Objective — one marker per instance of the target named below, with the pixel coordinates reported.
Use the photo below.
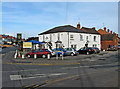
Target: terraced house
(70, 36)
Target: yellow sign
(27, 44)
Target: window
(36, 51)
(94, 38)
(71, 36)
(71, 46)
(41, 50)
(81, 37)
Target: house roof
(107, 37)
(66, 28)
(90, 30)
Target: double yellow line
(50, 82)
(47, 64)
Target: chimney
(78, 25)
(93, 28)
(114, 33)
(108, 30)
(117, 35)
(111, 32)
(105, 29)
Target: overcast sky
(32, 18)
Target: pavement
(67, 60)
(96, 70)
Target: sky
(32, 18)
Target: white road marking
(15, 77)
(19, 77)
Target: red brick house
(108, 39)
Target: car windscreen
(36, 51)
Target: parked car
(86, 50)
(96, 50)
(59, 51)
(71, 51)
(40, 53)
(0, 50)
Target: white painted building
(69, 36)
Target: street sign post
(27, 44)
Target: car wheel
(28, 56)
(87, 53)
(72, 54)
(43, 56)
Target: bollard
(48, 56)
(22, 56)
(15, 56)
(57, 56)
(62, 55)
(19, 55)
(35, 56)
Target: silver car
(71, 51)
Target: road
(91, 71)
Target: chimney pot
(105, 29)
(111, 32)
(108, 30)
(78, 25)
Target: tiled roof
(107, 37)
(90, 30)
(66, 28)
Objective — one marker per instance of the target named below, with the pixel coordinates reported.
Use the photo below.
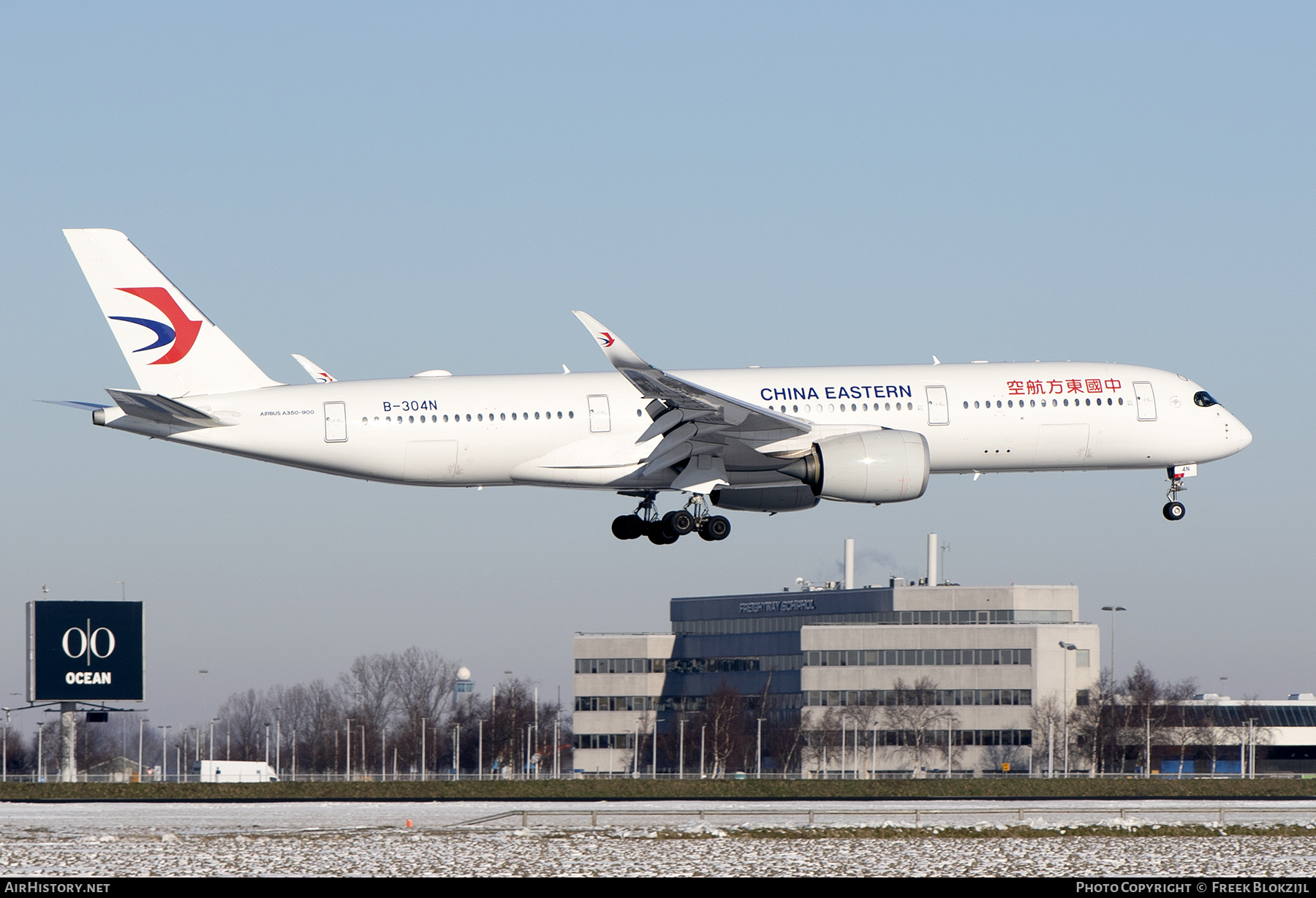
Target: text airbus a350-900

^^^^^^^^

:: Your goal ::
Once the pictures are set aside, give the rest of the material again unchanged.

:: Result of this task ::
Objective — one marker per instance of the target named below, with the pixel coordinates reported.
Use the photo below.
Target: terraced house
(70, 36)
Target: yellow sign
(27, 44)
Target: window
(36, 51)
(94, 38)
(71, 36)
(71, 46)
(41, 50)
(81, 37)
Target: house roof
(107, 37)
(66, 28)
(90, 30)
Target: double yellow line
(50, 82)
(47, 64)
Target: chimney
(78, 25)
(93, 28)
(114, 33)
(108, 30)
(117, 35)
(111, 32)
(105, 29)
Target: overcast sky
(32, 18)
Target: pavement
(67, 60)
(96, 70)
Target: sky
(32, 18)
Target: white road marking
(15, 77)
(19, 77)
Target: red brick house
(108, 39)
Target: car windscreen
(36, 51)
Target: parked car
(86, 50)
(96, 50)
(59, 51)
(71, 51)
(40, 53)
(0, 50)
Target: white painted building
(69, 36)
Target: street sign post
(27, 44)
Target: car wheel
(28, 56)
(87, 53)
(72, 54)
(43, 56)
Target: bollard
(48, 56)
(22, 56)
(15, 56)
(57, 56)
(62, 55)
(19, 55)
(35, 56)
Target: silver car
(71, 51)
Target: road
(91, 71)
Target: chimney pot
(105, 29)
(111, 32)
(108, 30)
(78, 25)
Target: tiled roof
(107, 37)
(90, 30)
(66, 28)
Objective — one marker per instance of the target named below, with the pixel coordinates reported.
Use the photo below.
Target: text airbus a350-900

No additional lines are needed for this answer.